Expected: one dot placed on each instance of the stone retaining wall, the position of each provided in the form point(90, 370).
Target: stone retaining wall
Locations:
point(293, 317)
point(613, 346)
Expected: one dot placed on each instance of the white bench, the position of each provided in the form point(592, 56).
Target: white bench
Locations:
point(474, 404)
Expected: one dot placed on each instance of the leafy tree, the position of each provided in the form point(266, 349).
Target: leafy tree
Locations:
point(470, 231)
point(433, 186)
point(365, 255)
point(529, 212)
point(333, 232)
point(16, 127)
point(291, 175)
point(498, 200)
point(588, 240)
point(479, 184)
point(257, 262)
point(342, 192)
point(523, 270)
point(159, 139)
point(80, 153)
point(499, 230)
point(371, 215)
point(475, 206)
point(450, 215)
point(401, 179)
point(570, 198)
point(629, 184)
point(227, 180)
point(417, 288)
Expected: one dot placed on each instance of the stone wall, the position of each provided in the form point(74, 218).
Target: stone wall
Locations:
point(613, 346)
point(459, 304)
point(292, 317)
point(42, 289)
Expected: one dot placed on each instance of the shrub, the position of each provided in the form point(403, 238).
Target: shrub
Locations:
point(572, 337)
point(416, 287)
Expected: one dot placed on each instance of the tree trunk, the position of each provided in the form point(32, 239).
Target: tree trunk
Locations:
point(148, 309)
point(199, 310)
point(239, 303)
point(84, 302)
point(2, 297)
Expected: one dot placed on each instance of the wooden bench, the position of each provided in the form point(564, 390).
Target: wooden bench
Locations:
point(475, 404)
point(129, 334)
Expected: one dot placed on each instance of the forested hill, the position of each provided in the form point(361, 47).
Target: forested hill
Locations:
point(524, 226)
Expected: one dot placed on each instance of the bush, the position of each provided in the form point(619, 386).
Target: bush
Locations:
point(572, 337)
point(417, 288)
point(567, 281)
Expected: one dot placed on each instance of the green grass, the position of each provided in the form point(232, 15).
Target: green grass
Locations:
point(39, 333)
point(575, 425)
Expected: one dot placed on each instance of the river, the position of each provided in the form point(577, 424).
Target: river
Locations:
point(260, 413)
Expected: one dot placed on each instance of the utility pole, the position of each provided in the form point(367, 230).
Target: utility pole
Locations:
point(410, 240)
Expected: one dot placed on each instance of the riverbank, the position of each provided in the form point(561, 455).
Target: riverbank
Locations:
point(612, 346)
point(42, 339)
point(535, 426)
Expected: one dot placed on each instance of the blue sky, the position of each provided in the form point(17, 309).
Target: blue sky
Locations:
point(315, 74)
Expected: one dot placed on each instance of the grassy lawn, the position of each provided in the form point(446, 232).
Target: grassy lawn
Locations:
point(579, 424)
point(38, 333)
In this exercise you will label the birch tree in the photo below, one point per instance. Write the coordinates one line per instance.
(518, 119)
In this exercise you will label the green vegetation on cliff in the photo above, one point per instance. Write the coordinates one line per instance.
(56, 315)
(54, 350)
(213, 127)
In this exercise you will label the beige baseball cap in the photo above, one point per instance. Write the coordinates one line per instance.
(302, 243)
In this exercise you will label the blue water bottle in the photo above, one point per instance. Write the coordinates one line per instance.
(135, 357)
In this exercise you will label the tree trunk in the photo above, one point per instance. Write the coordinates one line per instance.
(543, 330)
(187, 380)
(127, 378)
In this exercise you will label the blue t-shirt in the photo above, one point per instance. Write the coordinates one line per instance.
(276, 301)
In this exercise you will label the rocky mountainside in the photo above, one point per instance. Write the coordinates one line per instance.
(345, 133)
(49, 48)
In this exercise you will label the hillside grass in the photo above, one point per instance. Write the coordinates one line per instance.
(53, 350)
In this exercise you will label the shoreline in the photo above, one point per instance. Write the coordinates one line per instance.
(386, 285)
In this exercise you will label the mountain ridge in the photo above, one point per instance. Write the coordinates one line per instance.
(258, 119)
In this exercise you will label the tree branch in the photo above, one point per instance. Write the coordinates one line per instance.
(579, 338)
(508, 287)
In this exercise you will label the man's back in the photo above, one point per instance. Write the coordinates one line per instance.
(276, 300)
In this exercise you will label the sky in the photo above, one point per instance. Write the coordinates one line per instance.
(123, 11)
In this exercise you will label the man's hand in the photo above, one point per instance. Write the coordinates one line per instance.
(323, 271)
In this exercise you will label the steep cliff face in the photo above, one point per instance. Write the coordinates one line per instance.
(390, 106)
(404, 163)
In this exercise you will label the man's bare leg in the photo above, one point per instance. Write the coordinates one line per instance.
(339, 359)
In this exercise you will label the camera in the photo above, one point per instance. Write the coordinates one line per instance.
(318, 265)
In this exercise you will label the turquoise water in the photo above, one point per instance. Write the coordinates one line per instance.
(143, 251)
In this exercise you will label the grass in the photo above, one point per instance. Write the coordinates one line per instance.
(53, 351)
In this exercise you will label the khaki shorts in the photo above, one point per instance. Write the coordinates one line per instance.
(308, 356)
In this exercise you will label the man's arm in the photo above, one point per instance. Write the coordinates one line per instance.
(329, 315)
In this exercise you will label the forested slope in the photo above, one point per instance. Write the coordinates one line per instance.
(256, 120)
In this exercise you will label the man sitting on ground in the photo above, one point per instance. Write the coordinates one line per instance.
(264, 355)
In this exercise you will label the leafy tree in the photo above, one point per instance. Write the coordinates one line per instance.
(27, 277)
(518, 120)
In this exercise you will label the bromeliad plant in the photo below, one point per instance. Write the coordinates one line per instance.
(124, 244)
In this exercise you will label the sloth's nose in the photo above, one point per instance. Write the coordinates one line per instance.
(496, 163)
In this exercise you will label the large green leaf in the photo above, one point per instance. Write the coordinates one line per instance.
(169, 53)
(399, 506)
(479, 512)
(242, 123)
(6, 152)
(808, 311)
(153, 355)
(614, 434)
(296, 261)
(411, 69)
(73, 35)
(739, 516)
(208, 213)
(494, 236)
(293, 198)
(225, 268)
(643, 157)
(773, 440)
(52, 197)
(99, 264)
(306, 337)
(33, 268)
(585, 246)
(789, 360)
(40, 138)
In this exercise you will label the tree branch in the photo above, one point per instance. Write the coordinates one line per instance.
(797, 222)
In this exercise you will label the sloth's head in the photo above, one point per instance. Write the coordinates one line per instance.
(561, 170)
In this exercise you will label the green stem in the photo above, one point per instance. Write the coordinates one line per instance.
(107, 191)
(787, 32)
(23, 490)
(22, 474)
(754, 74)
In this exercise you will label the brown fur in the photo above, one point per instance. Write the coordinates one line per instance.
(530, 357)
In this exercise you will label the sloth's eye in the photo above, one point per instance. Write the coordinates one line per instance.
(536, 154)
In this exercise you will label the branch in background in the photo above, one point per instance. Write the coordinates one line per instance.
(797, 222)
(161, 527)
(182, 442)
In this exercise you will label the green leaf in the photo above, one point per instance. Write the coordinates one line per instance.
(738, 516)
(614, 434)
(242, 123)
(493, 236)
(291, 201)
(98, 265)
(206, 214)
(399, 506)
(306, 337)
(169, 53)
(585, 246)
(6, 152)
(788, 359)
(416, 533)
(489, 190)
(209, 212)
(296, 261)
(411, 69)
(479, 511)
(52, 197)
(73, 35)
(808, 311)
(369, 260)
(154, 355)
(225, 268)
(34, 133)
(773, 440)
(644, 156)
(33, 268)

= TASK INSTRUCTIONS =
The answer must be a single number: the count of lines above that contain "retaining".

= TASK RESULT =
2